Task details:
Return the following lines verbatim, reproducing each one without any alteration.

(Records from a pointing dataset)

START

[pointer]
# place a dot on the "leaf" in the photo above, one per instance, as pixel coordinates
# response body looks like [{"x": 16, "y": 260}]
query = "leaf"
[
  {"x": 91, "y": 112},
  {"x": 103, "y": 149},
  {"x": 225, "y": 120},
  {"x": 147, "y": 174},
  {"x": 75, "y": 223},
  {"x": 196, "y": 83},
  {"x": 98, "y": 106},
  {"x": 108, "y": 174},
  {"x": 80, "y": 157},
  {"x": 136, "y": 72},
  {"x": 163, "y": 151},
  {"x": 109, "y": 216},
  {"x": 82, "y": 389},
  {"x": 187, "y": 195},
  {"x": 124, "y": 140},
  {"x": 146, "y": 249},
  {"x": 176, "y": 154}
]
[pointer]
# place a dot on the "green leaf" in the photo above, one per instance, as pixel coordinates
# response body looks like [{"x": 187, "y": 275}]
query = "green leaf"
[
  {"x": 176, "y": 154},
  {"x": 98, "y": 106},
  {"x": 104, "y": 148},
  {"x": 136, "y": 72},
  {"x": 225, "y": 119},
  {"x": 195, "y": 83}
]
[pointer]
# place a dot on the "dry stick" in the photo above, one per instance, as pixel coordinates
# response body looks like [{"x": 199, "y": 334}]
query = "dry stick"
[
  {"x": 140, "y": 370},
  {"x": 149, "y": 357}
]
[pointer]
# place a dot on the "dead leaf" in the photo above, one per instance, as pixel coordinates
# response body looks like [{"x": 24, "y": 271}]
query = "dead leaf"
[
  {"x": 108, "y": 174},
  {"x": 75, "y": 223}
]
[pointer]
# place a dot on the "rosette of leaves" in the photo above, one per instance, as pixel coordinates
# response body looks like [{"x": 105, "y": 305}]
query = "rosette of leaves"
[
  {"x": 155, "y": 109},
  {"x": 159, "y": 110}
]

END

Solution:
[pointer]
# place a dot on the "leaf" in the photo above, one per instance, as pixel coordinates
# response body looks like [{"x": 16, "y": 260}]
query = "leaf"
[
  {"x": 91, "y": 112},
  {"x": 103, "y": 149},
  {"x": 225, "y": 120},
  {"x": 147, "y": 174},
  {"x": 75, "y": 223},
  {"x": 196, "y": 83},
  {"x": 98, "y": 106},
  {"x": 108, "y": 174},
  {"x": 80, "y": 157},
  {"x": 136, "y": 72},
  {"x": 163, "y": 151},
  {"x": 109, "y": 216},
  {"x": 82, "y": 389},
  {"x": 187, "y": 195},
  {"x": 124, "y": 140},
  {"x": 146, "y": 249},
  {"x": 176, "y": 154}
]
[pointer]
# place a dot on the "green leaf" in the photo above, one per instance, as pixel coordinates
# response body looks like [{"x": 187, "y": 275}]
query = "green leaf"
[
  {"x": 176, "y": 154},
  {"x": 98, "y": 106},
  {"x": 104, "y": 148},
  {"x": 136, "y": 72},
  {"x": 225, "y": 119},
  {"x": 195, "y": 83}
]
[pointer]
# place a dot on the "dry stick" in the photo above, one per instance, as pixel coordinates
# response body looks like [{"x": 199, "y": 334}]
query = "dry stick"
[
  {"x": 140, "y": 370},
  {"x": 149, "y": 357}
]
[pointer]
# place a dot on the "dead leaf" in the photo above, one per instance, as pixel coordinates
# response body looks like [{"x": 24, "y": 271}]
query = "dead leaf"
[
  {"x": 108, "y": 174},
  {"x": 75, "y": 223}
]
[pointer]
# place a dot on the "rosette of leaves" in the photo above, one per instance, as pixel coordinates
# response body looks like [{"x": 105, "y": 305}]
query = "rosette of leaves"
[
  {"x": 155, "y": 109},
  {"x": 159, "y": 110}
]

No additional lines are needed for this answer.